Data items:
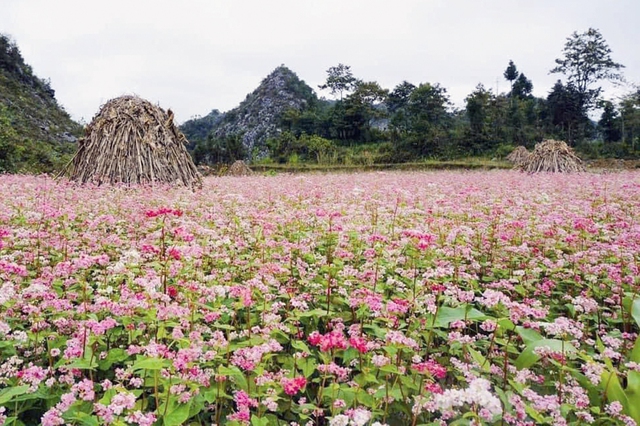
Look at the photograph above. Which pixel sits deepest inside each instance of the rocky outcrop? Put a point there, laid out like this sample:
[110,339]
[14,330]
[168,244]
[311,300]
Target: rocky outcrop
[258,117]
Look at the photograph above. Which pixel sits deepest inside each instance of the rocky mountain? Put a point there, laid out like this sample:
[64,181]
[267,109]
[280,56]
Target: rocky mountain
[36,134]
[258,117]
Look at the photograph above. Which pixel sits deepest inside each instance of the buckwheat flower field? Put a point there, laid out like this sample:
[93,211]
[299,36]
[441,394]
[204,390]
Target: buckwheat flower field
[462,298]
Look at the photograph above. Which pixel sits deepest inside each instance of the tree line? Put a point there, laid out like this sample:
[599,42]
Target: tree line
[366,122]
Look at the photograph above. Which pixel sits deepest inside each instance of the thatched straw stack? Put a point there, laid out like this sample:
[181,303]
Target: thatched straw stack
[552,156]
[239,168]
[132,141]
[518,156]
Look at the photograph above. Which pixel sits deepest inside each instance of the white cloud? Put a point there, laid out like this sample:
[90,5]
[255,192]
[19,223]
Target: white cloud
[196,55]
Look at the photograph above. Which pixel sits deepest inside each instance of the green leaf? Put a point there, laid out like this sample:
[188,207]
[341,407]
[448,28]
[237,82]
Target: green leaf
[447,315]
[259,421]
[635,353]
[114,356]
[479,359]
[528,335]
[300,345]
[635,311]
[528,357]
[307,366]
[82,364]
[7,394]
[613,389]
[177,416]
[150,364]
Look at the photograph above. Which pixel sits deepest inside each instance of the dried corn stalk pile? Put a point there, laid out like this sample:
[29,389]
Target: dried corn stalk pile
[239,168]
[552,156]
[518,156]
[132,141]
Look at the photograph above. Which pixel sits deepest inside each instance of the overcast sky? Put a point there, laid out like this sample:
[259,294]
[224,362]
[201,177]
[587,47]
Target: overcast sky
[197,55]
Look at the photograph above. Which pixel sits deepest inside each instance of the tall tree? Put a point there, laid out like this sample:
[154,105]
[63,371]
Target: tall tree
[630,119]
[340,79]
[511,74]
[478,105]
[522,87]
[609,123]
[587,60]
[399,96]
[567,118]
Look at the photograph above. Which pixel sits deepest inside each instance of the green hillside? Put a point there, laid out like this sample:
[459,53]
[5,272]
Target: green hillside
[36,134]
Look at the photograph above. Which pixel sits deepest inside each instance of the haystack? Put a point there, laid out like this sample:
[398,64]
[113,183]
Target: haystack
[132,141]
[239,168]
[552,156]
[518,156]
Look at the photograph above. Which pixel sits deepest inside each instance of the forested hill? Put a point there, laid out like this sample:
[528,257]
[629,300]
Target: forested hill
[244,130]
[36,134]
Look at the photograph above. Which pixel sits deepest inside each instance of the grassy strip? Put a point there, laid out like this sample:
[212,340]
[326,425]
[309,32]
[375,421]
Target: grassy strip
[471,164]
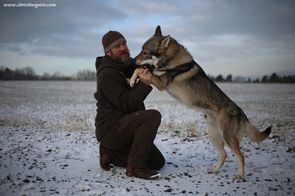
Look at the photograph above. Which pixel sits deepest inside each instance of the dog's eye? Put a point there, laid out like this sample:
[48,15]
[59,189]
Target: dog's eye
[155,54]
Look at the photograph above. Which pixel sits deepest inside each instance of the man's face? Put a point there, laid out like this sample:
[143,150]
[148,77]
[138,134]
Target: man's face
[120,53]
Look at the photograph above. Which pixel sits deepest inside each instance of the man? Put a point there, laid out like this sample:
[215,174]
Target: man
[124,128]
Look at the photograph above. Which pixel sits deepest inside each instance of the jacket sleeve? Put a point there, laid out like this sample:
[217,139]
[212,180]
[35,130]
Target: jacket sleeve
[120,95]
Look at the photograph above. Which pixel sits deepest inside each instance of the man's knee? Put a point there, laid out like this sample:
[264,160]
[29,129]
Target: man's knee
[154,116]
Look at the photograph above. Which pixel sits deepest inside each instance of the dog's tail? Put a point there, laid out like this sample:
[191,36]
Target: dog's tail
[255,135]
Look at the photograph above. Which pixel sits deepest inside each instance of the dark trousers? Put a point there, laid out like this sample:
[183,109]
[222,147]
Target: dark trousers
[133,136]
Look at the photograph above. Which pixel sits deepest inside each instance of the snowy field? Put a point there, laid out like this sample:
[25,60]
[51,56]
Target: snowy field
[48,146]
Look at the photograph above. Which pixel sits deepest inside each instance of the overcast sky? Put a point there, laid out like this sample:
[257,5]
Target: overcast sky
[242,38]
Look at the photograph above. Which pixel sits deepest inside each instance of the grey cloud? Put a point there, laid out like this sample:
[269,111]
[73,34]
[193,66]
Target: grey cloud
[64,30]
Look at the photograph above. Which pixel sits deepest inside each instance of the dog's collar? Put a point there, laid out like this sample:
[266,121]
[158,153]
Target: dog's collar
[180,69]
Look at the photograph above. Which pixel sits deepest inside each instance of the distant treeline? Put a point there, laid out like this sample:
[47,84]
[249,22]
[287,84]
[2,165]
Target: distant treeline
[28,73]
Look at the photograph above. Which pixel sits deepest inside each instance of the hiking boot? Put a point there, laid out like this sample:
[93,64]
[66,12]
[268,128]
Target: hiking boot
[104,158]
[143,173]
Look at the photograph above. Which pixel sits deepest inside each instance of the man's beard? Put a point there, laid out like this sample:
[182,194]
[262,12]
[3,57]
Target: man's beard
[123,57]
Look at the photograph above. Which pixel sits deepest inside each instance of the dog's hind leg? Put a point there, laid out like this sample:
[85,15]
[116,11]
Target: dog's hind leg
[217,142]
[231,137]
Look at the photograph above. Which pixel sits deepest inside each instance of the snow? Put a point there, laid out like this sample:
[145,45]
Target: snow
[48,145]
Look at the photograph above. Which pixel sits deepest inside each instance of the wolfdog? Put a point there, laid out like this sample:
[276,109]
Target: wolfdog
[177,72]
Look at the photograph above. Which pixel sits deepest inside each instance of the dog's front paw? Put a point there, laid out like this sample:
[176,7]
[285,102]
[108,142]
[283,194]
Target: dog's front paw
[133,81]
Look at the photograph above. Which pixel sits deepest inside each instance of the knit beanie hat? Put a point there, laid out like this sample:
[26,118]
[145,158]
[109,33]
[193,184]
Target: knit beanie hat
[111,39]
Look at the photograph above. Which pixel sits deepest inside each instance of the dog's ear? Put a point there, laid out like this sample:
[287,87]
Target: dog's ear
[158,31]
[165,41]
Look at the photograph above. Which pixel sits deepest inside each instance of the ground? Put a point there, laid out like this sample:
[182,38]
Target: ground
[48,146]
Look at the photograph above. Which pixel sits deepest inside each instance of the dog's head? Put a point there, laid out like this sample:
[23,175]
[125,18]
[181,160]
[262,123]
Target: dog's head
[157,50]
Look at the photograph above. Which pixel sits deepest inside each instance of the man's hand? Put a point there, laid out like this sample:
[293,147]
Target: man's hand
[145,76]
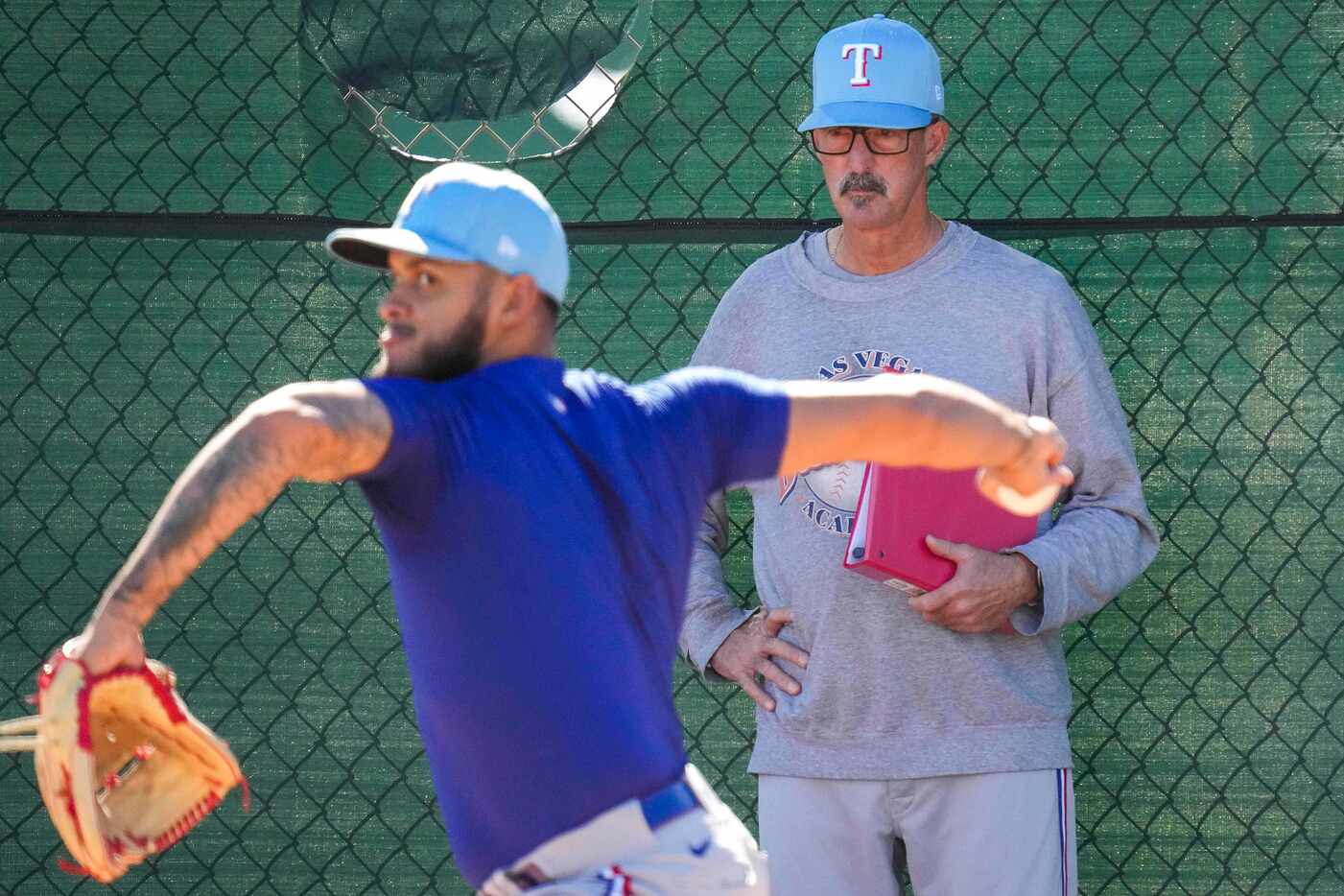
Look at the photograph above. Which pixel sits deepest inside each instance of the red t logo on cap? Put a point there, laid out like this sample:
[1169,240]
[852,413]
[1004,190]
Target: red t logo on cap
[861,60]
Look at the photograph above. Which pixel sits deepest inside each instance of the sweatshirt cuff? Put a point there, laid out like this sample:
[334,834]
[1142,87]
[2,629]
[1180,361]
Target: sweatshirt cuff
[1049,613]
[710,630]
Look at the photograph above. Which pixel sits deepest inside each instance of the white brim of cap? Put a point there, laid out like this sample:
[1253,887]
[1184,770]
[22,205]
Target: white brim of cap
[368,246]
[865,114]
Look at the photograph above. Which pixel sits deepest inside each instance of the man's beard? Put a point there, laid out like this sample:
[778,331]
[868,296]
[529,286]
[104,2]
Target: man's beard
[456,355]
[863,180]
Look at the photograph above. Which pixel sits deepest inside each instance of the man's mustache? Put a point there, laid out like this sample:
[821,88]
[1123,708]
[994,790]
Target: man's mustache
[864,180]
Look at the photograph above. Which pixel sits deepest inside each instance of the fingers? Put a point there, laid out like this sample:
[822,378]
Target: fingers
[778,677]
[757,694]
[788,651]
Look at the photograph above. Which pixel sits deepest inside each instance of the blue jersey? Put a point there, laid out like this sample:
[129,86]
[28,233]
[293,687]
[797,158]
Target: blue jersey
[538,526]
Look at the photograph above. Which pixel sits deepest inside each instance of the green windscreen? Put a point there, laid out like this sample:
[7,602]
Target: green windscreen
[167,167]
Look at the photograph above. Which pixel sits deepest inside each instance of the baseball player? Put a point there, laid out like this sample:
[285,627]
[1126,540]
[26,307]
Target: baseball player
[538,526]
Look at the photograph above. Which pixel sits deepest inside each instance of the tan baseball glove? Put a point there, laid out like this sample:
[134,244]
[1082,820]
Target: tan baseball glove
[124,767]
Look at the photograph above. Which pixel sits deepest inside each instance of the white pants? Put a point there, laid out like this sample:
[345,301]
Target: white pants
[992,835]
[704,851]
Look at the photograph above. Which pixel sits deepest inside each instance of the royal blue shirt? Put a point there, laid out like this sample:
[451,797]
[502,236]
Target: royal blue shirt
[538,524]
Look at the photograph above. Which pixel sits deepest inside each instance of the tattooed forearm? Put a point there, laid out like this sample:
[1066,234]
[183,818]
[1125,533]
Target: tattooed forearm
[235,476]
[318,432]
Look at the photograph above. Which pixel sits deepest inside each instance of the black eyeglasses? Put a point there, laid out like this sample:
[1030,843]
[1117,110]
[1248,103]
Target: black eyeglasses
[881,141]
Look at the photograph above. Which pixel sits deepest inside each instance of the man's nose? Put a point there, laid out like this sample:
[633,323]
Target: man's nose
[392,305]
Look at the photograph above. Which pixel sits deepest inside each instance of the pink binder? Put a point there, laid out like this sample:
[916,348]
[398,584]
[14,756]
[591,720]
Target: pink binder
[898,507]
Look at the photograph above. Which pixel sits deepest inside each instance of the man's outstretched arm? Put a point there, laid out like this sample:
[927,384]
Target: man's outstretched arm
[915,419]
[318,432]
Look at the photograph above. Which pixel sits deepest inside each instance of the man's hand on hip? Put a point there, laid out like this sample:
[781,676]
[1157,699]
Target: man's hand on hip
[985,589]
[750,653]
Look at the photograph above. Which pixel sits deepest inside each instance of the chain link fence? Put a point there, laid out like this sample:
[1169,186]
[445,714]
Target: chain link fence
[164,165]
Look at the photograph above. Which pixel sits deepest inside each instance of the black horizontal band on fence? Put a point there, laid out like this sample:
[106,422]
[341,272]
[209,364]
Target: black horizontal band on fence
[650,230]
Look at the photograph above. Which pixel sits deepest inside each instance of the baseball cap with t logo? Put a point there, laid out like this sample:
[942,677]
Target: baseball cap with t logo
[874,73]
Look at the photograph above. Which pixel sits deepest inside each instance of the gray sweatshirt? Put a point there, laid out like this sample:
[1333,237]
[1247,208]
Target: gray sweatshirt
[887,695]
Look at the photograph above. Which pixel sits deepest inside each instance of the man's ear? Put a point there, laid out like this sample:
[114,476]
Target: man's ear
[516,299]
[935,140]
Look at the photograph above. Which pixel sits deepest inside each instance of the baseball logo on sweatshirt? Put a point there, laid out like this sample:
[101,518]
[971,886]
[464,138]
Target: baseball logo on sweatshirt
[830,495]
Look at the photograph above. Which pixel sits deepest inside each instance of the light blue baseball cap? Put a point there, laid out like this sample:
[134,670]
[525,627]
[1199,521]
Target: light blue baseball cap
[874,73]
[464,212]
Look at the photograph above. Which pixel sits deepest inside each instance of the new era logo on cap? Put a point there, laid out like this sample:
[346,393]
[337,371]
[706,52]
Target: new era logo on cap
[874,73]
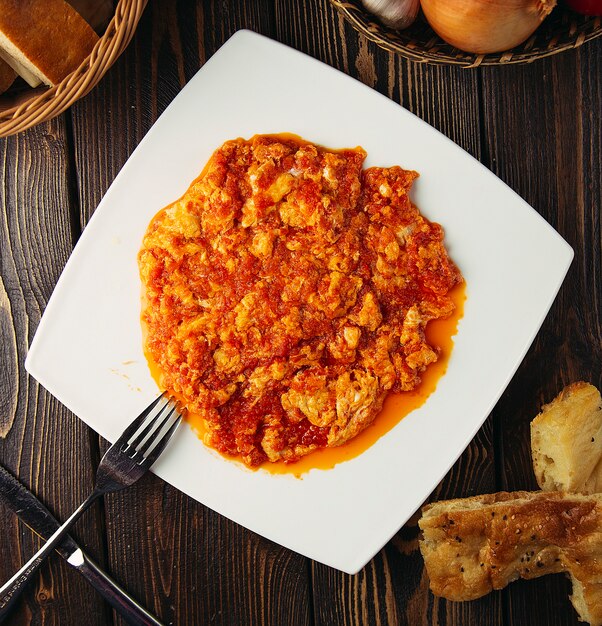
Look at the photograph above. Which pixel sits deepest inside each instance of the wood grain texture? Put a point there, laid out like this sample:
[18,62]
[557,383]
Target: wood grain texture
[180,559]
[543,138]
[392,588]
[537,127]
[42,443]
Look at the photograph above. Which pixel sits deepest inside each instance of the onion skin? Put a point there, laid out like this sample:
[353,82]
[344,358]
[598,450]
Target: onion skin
[485,26]
[397,14]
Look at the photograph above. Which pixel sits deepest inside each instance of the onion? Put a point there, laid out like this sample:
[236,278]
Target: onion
[485,26]
[396,14]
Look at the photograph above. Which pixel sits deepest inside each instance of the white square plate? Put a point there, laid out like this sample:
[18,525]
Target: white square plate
[88,348]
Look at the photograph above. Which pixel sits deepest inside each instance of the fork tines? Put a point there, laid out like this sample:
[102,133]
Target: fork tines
[149,433]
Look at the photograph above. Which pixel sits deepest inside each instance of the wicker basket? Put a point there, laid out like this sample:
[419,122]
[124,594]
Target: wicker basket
[38,105]
[561,30]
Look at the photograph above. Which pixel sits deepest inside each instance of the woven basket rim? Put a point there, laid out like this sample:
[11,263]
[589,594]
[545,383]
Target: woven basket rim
[54,100]
[579,29]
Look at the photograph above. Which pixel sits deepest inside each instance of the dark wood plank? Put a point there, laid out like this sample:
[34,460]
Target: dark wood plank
[393,588]
[43,444]
[182,560]
[543,135]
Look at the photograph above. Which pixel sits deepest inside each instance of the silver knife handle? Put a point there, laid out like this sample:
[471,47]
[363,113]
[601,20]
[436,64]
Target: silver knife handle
[115,595]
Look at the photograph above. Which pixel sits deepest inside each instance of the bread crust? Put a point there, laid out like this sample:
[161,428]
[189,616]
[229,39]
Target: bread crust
[472,546]
[46,37]
[566,441]
[7,76]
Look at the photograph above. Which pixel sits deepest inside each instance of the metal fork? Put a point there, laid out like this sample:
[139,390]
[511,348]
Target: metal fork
[127,460]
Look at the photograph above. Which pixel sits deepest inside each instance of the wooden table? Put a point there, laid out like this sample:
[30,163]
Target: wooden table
[536,126]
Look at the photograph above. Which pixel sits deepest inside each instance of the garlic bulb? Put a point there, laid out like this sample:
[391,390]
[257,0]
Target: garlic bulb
[485,26]
[394,13]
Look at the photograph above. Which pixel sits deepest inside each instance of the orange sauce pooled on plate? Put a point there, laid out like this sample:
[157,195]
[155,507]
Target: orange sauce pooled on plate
[439,333]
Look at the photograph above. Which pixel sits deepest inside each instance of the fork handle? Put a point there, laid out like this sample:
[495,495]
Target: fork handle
[10,591]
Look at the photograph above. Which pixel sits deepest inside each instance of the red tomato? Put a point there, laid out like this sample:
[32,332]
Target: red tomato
[587,7]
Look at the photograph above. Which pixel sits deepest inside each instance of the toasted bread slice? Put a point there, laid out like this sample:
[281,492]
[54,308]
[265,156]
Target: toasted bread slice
[43,40]
[566,441]
[474,545]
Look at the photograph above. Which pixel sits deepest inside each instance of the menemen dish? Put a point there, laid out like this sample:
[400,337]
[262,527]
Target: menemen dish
[287,293]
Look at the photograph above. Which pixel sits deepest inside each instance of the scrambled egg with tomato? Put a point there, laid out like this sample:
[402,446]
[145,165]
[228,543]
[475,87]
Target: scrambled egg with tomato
[287,292]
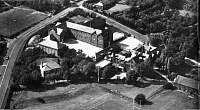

The task
The answer should contain only the lines from the start of the records above through the line with "of the buckwheat", copied exactly, and no pictures.

Finished task
Look at the photograph above. Which pixel sits deepest inside each instance of the rocky outcrop? Put a point there, laid out like this sample:
[110,339]
[14,330]
[168,244]
[311,300]
Target: rocky outcrop
[258,117]
Look at the photograph above. Which pixel sits deepest inside each instance of the rocky mountain? Put a point there, laid out like this sample:
[64,181]
[267,109]
[280,56]
Target: rocky mountain
[36,134]
[258,117]
Look at the photograph above. Which pixel sits deepest inside each instance of the buckwheat flower field? Put a point there, laid out like this sample:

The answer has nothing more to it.